### Jobs
1. Reproduce the stretch from "Exactly---not insect or" through "covering it up." in the forum thread about the wood damage.
2. Carry on the forum thread about whether termites caused the wood damage, picking up where it stops.

### Passage provided
>>>>>

# Is this wood damage created by termites?



## Bondo (Dec 8, 2007)

Ayuh,.... Looks like Dumb Plumber damage to me,.....


----------



## oh'mike (Sep 18, 2009)

Exactly---not insect or water damage---looks like the stud was snapped off--probably with a big pipe wrench---


----------



## joecaption (Nov 30, 2011)

Now you see why I suggested opening up that wall and fixing the wood damage I saw in your other pictures, not just covering it up.
Guess they where counting on an invisible sky hook to support that valve.


----------



## SeniorSitizen (Sep 10, 2012)

Not by termites but by an alcoholic plumber. I've seen their work after the previous night and it's real common.


----------



## miamicuse (Nov 13, 2011)

<<<<<

### Listing

>>>>>

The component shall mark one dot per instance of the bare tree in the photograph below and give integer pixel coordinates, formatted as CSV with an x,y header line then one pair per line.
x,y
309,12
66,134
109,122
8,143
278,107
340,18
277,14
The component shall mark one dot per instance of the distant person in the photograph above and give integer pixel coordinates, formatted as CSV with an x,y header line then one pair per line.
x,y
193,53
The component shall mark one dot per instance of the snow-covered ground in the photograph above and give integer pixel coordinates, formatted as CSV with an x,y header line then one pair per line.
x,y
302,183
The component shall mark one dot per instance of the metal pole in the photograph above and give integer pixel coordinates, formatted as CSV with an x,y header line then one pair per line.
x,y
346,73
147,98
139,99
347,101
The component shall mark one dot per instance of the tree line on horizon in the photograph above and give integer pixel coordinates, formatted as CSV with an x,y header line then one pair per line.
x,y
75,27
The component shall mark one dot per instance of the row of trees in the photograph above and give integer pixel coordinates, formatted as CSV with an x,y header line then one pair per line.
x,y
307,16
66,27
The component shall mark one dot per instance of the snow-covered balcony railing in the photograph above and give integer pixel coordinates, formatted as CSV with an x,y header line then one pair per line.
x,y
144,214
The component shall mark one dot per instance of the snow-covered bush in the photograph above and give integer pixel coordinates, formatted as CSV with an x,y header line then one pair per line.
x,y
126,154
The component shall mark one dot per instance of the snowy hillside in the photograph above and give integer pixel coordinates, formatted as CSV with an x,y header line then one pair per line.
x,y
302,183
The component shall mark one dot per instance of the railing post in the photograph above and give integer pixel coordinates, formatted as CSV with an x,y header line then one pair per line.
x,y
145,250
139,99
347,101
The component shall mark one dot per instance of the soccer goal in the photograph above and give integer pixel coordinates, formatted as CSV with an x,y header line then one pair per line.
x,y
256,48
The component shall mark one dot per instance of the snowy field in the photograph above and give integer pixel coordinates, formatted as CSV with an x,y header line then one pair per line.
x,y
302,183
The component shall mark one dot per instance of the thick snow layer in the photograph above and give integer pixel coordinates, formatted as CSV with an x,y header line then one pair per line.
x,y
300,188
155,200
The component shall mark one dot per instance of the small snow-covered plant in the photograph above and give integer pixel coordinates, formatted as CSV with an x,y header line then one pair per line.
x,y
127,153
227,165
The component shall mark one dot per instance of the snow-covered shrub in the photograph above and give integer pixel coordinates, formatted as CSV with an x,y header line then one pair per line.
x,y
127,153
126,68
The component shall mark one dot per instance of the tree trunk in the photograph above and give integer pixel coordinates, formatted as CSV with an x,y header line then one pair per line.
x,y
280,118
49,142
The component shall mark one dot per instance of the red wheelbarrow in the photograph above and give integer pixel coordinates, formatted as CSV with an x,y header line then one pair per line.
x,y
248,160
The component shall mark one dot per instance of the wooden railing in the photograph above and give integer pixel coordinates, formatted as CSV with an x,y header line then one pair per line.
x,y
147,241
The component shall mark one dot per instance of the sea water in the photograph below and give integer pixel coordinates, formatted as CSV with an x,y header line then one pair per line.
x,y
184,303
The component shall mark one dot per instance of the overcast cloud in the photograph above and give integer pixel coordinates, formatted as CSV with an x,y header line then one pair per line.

<<<<<

### Final answers
1.
Exactly---not insect or water damage---looks like the stud was snapped off--probably with a big pipe wrench---


----------



## joecaption (Nov 30, 2011)

Now you see why I suggested opening up that wall and fixing the wood damage I saw in your other pictures, not just covering it up.

2.
That is a 2x6, it was snapped off? A gorilla can't do that. I am asking because if this was termite damaged or water damaged, then they cut out the worst part, then I have to worry about what the bottom plate may look like.

Could it be termite damaged chewing through much of the wood then cut off with a sawzall?

You would think if there was a plumbing issue there would have been water marks but none of that.


----------



## r0ckstarr (Jan 8, 2013)

Looks like they cut through what they could reach with their saw, then broke the rest off with a pipe wrench.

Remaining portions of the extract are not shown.